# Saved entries
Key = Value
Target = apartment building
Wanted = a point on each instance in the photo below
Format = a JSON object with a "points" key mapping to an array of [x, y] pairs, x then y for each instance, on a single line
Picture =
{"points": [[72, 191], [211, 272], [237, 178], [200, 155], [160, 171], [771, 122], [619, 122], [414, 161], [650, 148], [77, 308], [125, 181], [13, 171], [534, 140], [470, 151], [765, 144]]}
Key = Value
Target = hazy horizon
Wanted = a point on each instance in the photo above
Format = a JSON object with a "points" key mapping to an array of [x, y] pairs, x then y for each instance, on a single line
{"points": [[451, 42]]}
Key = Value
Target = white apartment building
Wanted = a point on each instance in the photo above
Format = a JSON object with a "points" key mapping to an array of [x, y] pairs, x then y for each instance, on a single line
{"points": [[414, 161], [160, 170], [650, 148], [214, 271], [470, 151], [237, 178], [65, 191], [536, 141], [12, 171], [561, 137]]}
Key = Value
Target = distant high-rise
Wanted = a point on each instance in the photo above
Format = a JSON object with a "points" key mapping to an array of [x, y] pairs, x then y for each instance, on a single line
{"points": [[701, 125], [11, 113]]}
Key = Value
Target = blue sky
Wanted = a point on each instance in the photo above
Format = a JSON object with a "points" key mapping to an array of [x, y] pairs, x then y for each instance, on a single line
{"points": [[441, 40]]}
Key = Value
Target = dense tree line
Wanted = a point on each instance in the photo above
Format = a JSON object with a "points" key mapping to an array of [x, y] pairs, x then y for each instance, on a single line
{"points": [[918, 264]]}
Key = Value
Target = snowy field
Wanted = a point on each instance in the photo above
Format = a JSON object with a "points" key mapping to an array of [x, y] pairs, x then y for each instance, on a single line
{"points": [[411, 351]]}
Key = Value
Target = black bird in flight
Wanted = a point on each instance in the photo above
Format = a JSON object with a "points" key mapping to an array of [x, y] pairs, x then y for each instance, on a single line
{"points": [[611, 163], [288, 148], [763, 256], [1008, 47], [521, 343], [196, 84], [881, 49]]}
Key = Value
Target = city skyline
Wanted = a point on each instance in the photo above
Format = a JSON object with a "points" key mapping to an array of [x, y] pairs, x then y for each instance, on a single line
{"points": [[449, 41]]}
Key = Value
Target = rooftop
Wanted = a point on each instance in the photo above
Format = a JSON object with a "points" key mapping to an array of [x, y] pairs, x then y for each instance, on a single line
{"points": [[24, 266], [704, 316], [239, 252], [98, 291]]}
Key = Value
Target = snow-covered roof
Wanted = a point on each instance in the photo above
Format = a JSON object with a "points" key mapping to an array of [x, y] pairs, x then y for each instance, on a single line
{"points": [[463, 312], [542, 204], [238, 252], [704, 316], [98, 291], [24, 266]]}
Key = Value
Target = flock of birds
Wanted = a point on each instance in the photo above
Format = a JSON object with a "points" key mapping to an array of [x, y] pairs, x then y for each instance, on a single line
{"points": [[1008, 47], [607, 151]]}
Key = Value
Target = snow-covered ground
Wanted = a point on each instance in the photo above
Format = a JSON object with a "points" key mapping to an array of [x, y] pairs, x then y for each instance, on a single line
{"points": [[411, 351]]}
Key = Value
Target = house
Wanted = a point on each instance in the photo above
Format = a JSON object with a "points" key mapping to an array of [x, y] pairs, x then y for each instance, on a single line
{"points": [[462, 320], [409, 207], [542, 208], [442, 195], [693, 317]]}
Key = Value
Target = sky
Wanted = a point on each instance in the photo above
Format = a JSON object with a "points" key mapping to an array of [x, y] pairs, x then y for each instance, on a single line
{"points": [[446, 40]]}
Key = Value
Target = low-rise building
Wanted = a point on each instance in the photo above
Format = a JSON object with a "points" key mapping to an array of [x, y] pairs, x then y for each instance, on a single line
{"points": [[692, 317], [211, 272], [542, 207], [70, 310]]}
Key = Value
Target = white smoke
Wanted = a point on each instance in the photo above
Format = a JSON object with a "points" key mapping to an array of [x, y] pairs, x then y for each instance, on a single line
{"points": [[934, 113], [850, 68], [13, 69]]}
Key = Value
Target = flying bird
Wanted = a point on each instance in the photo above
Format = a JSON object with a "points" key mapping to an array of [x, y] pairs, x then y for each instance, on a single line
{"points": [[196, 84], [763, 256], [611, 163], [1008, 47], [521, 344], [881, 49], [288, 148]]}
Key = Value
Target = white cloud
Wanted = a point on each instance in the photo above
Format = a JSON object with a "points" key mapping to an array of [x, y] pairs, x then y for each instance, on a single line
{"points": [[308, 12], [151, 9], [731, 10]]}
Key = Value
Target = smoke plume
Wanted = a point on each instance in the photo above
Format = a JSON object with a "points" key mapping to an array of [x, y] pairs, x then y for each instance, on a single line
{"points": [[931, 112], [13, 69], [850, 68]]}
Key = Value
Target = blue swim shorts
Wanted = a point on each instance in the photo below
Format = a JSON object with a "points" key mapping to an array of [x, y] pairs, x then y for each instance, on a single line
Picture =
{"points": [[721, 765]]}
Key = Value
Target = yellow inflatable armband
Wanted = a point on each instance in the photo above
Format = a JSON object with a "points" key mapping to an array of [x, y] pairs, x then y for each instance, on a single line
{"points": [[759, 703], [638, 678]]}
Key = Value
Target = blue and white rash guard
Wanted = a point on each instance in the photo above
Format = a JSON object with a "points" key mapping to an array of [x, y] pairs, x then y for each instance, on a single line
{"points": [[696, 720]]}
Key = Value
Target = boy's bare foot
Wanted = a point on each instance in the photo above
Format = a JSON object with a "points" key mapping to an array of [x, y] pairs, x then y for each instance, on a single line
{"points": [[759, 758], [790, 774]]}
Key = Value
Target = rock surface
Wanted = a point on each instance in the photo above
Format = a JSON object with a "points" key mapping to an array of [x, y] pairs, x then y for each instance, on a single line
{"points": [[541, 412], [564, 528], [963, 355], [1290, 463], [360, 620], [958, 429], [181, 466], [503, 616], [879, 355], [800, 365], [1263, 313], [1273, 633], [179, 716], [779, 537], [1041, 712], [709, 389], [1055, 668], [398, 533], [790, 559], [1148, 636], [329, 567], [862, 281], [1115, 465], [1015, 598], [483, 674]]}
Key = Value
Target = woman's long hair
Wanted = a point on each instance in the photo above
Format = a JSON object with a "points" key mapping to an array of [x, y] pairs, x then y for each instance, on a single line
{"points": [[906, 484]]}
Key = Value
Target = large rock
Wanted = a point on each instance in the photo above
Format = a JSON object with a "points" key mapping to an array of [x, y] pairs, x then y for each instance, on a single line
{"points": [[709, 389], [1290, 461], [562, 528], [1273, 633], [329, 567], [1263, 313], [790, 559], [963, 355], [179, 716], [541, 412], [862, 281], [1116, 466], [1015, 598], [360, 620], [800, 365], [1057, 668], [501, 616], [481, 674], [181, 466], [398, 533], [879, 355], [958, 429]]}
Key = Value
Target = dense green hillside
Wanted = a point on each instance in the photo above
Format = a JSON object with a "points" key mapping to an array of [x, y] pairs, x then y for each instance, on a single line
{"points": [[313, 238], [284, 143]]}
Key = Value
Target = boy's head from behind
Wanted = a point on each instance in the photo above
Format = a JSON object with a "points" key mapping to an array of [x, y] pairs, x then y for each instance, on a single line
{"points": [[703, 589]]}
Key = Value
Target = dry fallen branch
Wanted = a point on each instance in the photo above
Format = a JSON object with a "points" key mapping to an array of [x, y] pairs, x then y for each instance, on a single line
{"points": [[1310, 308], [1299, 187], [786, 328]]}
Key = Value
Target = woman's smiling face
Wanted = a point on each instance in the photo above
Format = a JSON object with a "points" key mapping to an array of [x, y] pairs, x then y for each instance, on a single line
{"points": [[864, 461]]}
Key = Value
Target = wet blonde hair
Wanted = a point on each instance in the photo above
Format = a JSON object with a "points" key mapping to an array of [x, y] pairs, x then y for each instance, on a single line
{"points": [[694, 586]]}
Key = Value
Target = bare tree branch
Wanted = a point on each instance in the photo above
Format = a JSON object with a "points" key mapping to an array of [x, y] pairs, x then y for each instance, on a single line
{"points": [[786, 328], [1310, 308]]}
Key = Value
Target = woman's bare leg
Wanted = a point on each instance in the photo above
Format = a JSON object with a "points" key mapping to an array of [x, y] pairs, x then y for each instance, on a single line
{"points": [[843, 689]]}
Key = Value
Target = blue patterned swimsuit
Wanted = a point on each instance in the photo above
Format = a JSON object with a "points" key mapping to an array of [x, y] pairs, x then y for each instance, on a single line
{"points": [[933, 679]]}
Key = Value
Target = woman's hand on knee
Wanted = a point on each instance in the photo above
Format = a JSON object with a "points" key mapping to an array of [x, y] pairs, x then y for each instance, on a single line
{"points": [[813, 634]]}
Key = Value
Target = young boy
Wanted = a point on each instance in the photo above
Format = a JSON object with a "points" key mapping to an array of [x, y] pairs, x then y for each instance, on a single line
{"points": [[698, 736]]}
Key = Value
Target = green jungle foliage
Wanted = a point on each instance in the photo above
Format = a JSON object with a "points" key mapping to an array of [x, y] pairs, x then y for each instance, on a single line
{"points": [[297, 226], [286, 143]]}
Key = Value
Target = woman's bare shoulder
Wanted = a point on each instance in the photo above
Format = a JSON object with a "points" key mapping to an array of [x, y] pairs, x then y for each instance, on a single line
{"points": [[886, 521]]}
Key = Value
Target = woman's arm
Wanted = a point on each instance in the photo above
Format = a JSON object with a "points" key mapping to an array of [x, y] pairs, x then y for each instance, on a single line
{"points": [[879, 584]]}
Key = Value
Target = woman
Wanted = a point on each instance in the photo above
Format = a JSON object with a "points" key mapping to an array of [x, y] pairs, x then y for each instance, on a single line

# YOUR TASK
Filter the entries down to the lines containing "apartment". Copy each of those lines.

# TASK SOLUTION
Target = apartment building
Target = white apartment building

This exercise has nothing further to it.